- [TESTO FORNITO]
»»

Da sempre gli Stati Uniti rappresentano un mercato cruciale per i produttori di vino, italiani e no. Per questo si tengono sempre sotto stretto controllo tutte le dinamiche di quel mercato: per prevedere eventuali crisi, capire dove tira il vento, possibilmente anticipare le tendenze. Uno dei rapporti più autorevoli sullo stato dell’arte del settore vino in America è quello redatto ogni anno da Rob McMillan, vicepresidente esecutivo e fondatore della Divisione Vino della Silicon Valley Bank. Il suo è uno sguardo su come si presentano i prossimi cinque anni per il settore vinicolo statunitense, e i dati che riporta sono molto interessanti. Qui proponiamo alcuni passaggi salienti, mentre il report completo si può consultare qui.
Cominciamo con le delusioni: la principale è sicuramente quella che arriva dai Millennials, i giovani ritenuti da tutti i più probabili prossimi consumatori di vino. Corteggiatissimi da aziende e istituzioni, si sono dimostrati tanto curiosi e aperti alle novità, quanto superficiali e infedeli. Dopo anni in cui si cerca di blandirli, interessarli, innamorarli al vino e agganciarli in tutti i modi, non sembrano aver ancora abbracciato davvero il consumo del vino, come molti avevano predetto (sperato?). E a questo punto, è lecito sospettare che non lo faranno mai. Non prenderanno il posto dei Baby Boomers, sui quali tuttora si fonda buona parte del mercato del vino. Colpa di una situazione economica generalmente non brillante – e quindi di risorse economiche più limitate rispetto a quelle di cui potevano disporre i loro padri e nonni alla loro età -, ma colpa anche della demonizzazione martellante del consumo di alcol in genere, e di una scena culturale e consumistica molto diversa e soprattutto più affollata che in passato. Oggi i giovani preferiscono gli spiriti – che hanno saputo ritagliarsi uno spazio nel variegato e modaiolo mondo della mixology – le birre artigianali e, ultima in ordine di tempo, la cannabis. Una tendenza di consumo con cui bisognerà continuare a fare i conti anche nei prossimi anni. Attenzione, però: se la cannabis venisse adottata dai big brands del vino al solo scopo di accontentare i capricci di questo genere di consumatori, per il prodotto-vino sarebbe la fine, o quasi.
Se i Millennials non si sono dimostrati i naturali eredi della passione per il vino dei loro padri e nonni, cosa ne è di questi ultimi? Gli anni passano per tutti, anche per i Baby Boomers: i quali, pur continuando a rimanere fedeli al vino, ne stanno riducendo progressivamente il consumo. In particolare, quelli che stanno andando in pensione si stanno adattando ad uno stile di vita più morigerato e soprattutto meno dispendioso. Non è più tempo di eccessi.

««

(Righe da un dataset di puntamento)
»»

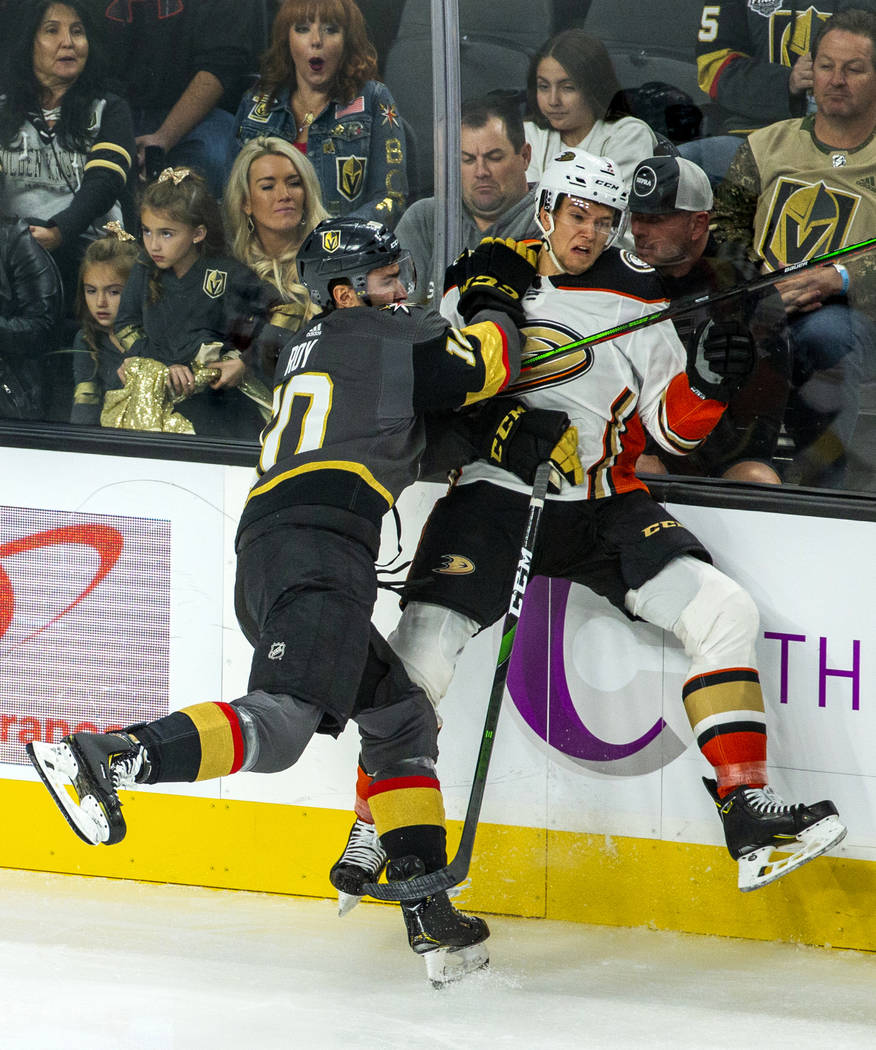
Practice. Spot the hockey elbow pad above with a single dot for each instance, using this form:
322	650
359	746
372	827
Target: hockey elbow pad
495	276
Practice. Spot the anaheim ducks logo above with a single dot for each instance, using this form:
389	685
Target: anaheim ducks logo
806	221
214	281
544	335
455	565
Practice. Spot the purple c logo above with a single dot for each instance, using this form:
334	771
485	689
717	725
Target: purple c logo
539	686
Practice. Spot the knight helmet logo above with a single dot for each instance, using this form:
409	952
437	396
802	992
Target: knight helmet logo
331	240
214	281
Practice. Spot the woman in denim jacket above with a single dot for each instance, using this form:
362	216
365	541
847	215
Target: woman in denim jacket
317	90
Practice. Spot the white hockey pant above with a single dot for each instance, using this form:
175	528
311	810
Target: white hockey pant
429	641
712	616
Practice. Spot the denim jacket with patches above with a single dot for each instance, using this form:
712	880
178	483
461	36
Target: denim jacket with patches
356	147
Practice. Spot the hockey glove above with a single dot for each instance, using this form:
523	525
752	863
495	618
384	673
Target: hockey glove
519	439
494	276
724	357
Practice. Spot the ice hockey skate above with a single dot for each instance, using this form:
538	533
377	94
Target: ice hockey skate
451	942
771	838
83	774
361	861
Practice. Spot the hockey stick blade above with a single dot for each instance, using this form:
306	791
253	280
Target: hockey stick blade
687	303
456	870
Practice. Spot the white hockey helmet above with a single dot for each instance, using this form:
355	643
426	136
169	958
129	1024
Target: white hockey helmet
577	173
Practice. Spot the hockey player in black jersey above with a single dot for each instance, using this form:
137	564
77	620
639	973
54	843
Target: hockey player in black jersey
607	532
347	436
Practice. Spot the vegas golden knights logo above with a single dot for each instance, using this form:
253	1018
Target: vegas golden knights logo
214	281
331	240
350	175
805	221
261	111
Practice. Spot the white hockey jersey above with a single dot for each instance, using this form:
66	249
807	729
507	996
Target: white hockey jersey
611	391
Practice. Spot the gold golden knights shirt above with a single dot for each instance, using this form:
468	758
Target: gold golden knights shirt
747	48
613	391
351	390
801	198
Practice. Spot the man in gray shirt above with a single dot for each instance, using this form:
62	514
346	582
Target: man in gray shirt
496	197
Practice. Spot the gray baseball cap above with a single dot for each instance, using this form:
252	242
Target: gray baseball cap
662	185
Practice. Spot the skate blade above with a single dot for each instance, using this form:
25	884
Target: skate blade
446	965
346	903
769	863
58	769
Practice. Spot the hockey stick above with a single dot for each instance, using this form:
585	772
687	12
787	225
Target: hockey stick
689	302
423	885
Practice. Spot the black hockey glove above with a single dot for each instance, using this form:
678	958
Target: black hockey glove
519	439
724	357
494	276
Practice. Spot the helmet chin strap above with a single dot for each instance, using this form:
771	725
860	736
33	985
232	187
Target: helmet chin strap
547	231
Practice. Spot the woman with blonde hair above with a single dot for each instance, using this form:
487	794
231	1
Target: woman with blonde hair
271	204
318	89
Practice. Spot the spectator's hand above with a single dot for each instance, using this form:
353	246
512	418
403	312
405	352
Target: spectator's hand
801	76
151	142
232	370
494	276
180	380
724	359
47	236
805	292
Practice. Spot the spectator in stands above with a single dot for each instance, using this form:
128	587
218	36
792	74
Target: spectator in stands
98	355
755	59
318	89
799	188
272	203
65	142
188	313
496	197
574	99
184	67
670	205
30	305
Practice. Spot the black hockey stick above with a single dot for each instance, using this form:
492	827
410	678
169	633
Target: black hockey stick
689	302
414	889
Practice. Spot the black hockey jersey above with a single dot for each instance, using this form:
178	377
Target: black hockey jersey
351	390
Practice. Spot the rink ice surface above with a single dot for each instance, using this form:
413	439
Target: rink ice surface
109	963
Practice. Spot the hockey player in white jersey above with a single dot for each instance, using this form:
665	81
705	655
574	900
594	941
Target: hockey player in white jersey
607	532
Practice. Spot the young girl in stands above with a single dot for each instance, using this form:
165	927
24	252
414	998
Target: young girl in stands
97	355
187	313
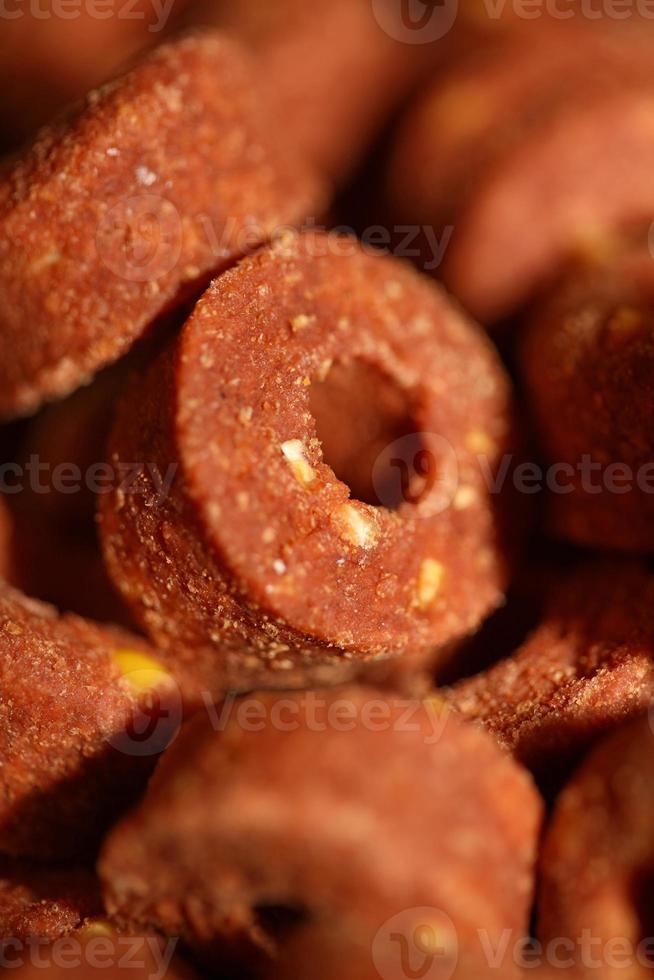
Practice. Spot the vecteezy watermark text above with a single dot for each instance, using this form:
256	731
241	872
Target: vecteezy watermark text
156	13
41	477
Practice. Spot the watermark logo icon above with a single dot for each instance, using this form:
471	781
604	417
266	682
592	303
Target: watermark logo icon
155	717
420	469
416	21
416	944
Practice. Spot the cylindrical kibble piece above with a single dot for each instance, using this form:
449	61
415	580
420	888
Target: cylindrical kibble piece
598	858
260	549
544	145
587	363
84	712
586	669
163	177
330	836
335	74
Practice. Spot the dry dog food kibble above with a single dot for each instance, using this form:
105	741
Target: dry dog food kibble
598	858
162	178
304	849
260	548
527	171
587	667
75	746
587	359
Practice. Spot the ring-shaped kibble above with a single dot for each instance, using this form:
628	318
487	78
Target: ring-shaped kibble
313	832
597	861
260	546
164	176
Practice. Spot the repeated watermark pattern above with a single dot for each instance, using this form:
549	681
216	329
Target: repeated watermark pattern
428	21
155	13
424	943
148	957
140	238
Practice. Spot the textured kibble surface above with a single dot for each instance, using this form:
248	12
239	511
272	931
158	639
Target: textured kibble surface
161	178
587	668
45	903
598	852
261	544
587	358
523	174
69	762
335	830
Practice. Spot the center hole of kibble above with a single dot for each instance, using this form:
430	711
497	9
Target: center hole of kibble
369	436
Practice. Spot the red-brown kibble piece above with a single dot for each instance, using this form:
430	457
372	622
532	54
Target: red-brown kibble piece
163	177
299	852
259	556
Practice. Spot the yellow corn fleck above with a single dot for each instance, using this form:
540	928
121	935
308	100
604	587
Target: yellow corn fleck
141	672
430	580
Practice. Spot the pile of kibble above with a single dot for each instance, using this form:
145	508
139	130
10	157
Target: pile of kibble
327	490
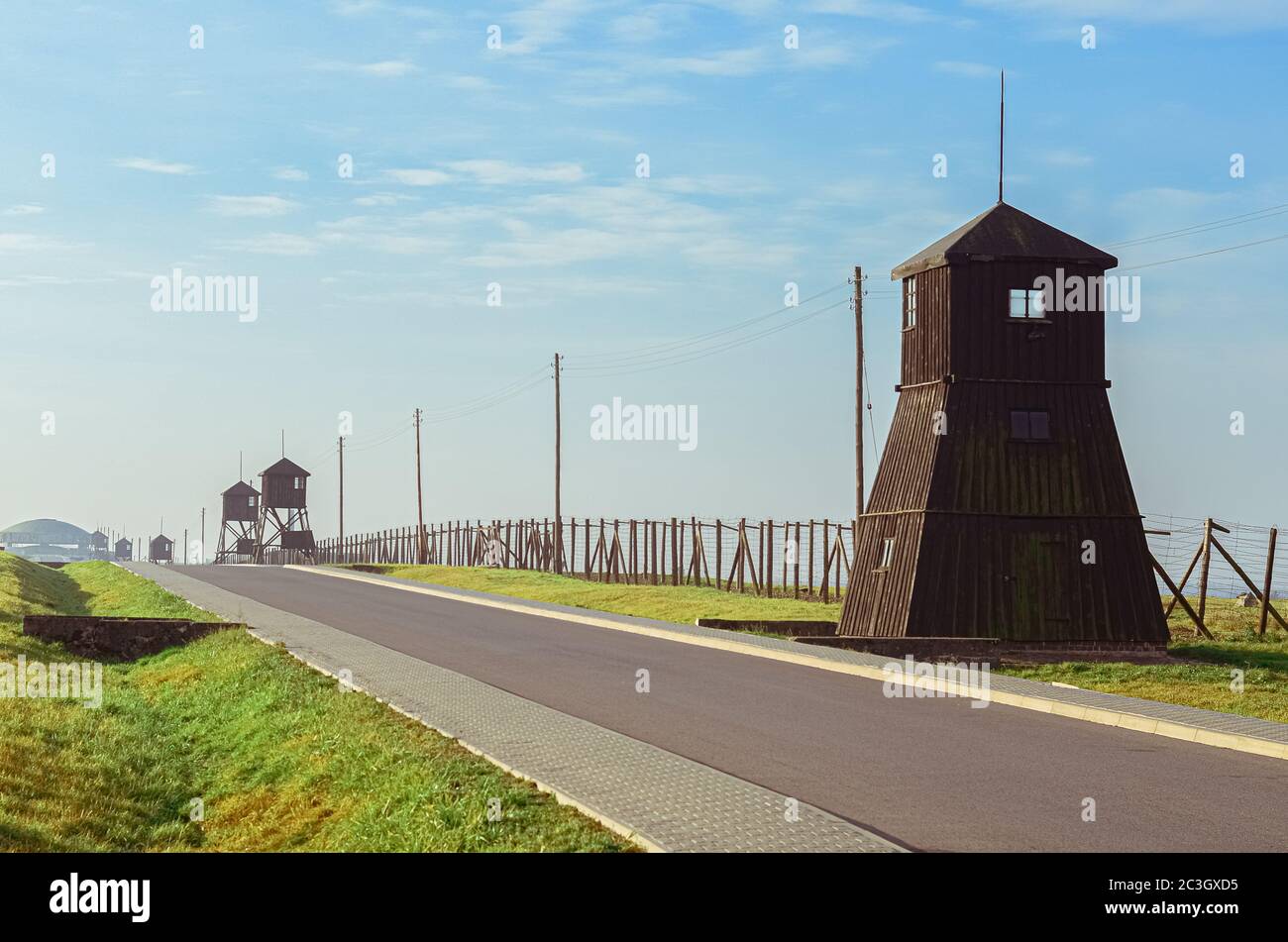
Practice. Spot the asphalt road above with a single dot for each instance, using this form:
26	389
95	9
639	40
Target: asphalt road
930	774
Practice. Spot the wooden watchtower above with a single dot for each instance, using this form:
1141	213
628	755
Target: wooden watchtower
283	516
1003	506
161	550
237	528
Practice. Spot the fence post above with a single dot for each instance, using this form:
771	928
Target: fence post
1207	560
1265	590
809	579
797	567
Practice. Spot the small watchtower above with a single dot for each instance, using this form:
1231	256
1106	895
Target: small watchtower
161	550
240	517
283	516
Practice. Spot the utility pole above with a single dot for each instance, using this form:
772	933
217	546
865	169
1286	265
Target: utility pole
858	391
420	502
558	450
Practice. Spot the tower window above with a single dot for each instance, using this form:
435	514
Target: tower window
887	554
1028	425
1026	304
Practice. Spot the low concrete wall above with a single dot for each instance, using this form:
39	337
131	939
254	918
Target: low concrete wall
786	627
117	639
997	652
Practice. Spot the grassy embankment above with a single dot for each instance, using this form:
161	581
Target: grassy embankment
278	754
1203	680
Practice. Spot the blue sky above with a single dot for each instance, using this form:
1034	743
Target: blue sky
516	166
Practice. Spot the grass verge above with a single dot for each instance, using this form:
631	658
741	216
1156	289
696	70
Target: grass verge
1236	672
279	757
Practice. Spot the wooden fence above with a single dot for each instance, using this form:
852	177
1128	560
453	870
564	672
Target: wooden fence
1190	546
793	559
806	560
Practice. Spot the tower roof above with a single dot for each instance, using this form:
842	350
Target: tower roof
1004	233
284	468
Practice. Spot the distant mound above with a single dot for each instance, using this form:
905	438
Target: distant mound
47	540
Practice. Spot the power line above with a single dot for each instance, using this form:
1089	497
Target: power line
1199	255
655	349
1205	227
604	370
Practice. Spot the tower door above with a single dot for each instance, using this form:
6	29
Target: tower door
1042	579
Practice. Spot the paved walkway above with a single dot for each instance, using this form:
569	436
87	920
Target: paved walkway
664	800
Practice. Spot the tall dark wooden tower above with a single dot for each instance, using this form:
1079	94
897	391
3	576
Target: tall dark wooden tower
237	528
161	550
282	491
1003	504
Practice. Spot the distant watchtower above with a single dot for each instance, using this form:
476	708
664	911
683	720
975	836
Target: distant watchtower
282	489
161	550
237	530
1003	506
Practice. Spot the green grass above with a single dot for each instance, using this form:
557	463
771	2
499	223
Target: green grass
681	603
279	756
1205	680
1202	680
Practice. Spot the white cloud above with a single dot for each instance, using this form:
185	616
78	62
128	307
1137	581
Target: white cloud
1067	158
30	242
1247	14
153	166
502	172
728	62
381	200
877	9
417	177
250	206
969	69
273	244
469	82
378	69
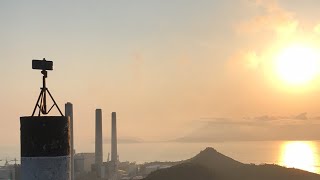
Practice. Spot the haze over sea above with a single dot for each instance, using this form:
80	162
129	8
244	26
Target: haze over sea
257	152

««

- [LAVORO DA SVOLGERE]
**1.** Rispondi a queste domande sul testo dedicato al mercato del vino negli Stati Uniti:
(a) Chi redige ogni anno il rapporto citato e che ruolo ricopre?
(b) Quali prodotti preferiscono oggi i giovani al posto del vino?
(c) Cosa stanno facendo i Baby Boomers con il loro consumo di vino?
**2.** Sostituisci "Target" con "Oggetto" nei record, partendo dalla riga che contiene "Practice. Spot the tower door" e arrivando fino alla fine dei record, senza cambiare nient'altro. Riporta soltanto queste righe e lascia fuori le immagini.

- [SOLUZIONI]
**1.**
(a) Lo redige Rob McMillan, vicepresidente esecutivo e fondatore della Divisione Vino della Silicon Valley Bank.
(b) Preferiscono gli spiriti, le birre artigianali e la cannabis.
(c) Pur restando fedeli al vino, ne stanno riducendo progressivamente il consumo.

**2.**
Practice. Spot the tower door above with a single dot for each instance, using this form:
6	29
Oggetto: tower door
1042	579
Practice. Spot the paved walkway above with a single dot for each instance, using this form:
569	436
87	920
Oggetto: paved walkway
664	800
Practice. Spot the tall dark wooden tower above with a single dot for each instance, using this form:
1079	94
897	391
3	576
Oggetto: tall dark wooden tower
237	528
161	550
282	491
1003	504
Practice. Spot the distant watchtower above with a single dot for each instance, using this form:
476	708
664	911
683	720
975	836
Oggetto: distant watchtower
282	489
161	550
237	530
1003	506
Practice. Spot the green grass above with a single dot for each instance, using this form:
557	463
771	2
499	223
Oggetto: green grass
681	603
279	756
1205	680
1202	680
Practice. Spot the white cloud above with a single dot for each instance, using this form:
185	616
78	62
128	307
1137	581
Oggetto: white cloud
1067	158
30	242
1247	14
153	166
502	172
728	62
381	200
877	9
417	177
250	206
969	69
273	244
469	82
378	69
Practice. Spot the haze over sea above with a single dot for each instance, using this form:
80	162
129	8
244	26
Oggetto: haze over sea
257	152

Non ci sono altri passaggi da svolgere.